[SELECTED TEXT]
At stake for the government could be massive compensation payments:
these are the same herbicides used on most farms throughout New
Zealand, chemicals which may explain a sudden explosion in birth defects
and chronic illnesses in children and adults from the 1960s onward. The
cost in health bills to the country over the past 30 years may far
exceed what the Government spends on tobacco related illnesses or car
crashes, which may also explain the expensive TV advertising campaigns -
a distraction from the bigger issue.
The former IWD boss says he and his colleagues all had
shareholdings in the company, something he believes was an effective
means of buying silence and loyalty.
Among the documents provided by the official is a copy of IWD's
1967 Annual Report, which discloses that the company purchased 400 acres
of land to use for experimenting with herbicides and pesticides. This
included a 300 acre dairy farm stretching south from the main chemical
factory, a 90 acre "research farm" at Waireka Stream, and a 12 acre
research farm at Junction Rd in New Plymouth. This was in addition to
the 29 acres that the factory originally sat on in Paritutu.
[/SELECTED TEXT]
> **LIST OF TASKS**
1. Do these statements agree with the passage on IWD's herbicides? For each, answer yes or no and quote the deciding words of the passage. (a) IWD's 1967 Annual Report discloses the purchase of 400 acres of land for experimenting with herbicides and pesticides. (b) The research farm at Waireka Stream covered 12 acres. (c) The former IWD boss says he held no shares in the company.
2. Can you carry on the passage on IWD's herbicides, picking up after its final sentence?
[RAW DATA]
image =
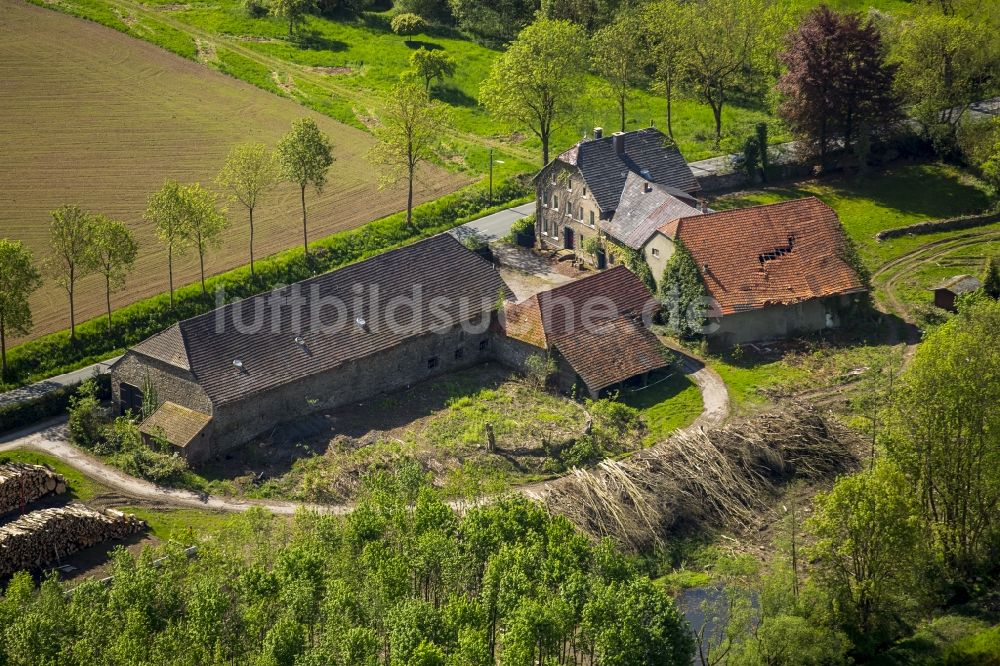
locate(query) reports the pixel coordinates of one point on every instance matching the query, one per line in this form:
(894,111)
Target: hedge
(53,403)
(54,354)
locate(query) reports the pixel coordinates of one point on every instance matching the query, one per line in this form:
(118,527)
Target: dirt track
(97,118)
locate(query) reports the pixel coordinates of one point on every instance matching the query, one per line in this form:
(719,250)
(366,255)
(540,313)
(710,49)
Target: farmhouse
(772,271)
(380,325)
(948,291)
(581,190)
(592,328)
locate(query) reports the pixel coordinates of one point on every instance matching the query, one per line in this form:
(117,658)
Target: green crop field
(93,117)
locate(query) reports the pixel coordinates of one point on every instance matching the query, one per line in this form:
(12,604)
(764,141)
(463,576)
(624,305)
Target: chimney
(619,139)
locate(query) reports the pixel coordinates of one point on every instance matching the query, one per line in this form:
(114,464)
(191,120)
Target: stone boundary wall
(934,226)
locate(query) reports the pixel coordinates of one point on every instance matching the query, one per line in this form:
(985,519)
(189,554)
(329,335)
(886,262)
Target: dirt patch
(333,71)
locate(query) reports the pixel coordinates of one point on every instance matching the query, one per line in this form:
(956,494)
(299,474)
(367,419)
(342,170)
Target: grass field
(91,116)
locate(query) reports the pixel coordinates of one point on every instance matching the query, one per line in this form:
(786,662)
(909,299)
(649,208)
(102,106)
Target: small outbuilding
(948,291)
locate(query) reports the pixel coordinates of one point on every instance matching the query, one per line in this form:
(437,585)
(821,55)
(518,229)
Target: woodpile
(47,535)
(720,477)
(21,483)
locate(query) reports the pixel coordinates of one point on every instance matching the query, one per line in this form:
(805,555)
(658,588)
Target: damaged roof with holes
(255,344)
(612,352)
(648,152)
(776,254)
(550,315)
(175,423)
(643,208)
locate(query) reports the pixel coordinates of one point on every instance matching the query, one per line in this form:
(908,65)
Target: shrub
(405,25)
(86,416)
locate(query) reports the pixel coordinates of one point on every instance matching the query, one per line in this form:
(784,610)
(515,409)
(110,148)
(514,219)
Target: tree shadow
(453,96)
(416,44)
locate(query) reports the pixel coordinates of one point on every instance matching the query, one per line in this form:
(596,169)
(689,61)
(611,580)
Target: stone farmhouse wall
(171,383)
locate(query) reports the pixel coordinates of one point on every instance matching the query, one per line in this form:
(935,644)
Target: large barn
(376,326)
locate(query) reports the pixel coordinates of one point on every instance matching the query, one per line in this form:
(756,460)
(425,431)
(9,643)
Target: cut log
(21,483)
(43,537)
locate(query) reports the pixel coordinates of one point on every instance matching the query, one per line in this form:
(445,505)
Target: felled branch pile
(723,476)
(21,483)
(44,536)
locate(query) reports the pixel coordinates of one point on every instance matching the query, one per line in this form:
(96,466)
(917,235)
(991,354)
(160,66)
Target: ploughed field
(91,116)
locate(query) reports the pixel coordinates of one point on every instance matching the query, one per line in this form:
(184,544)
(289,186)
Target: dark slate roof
[/RAW DATA]
> **WRITTEN ANSWERS**
1.
(a) Yes: "the company purchased 400 acres of land to use for experimenting with herbicides and pesticides"
(b) No: "a 90 acre "research farm" at Waireka Stream"
(c) No: "he and his colleagues all had shareholdings in the company"

2.
'Possession of the new research station," wrote IWD Managing
Director Dan Watkins in his report to shareholders in 1967, "and the
developed area at Junction Rd, as well as the 300 acre Beach Road Dairy
Farm helps materially in keeping us close to all types of farming and to
all means of production from the soil. Thus we are able to evaluate
critically new methods of pasture and crop protection with insecticides
and weed control with herbicides, as well as means of raising production
by the use of fertilisers."
But while Prime Minister Helen Clark's colonial government
continues to duck for cover, it's been revealed dying Vietnam War
veterans are threatening to "do a Timothy McVeigh' - a reference to the
American anti-government protestor allegedly responsible for blowing up
the federal building in Oklahoma City several years ago.
Vietnam Veterans Association chief, John Moller, says . . .
. . . passions are running so high that he and his
colleagues have had to work "damned hard" recently to persuade dying
veterans whose children have also been affected by dioxin-related
deformities, "not to take the law into their own hands. These guys have
had enough. They're being cheated and lied to by the politicians and the
bureaucrats.'
US health authorities have recently added diabetes to the list of
diseases caused by dioxin, and Moller points out that the massive rate
of diabetes in the Maori community may be a direct result of exposure to
the 2,4-D and 2,4,5-T herbicides.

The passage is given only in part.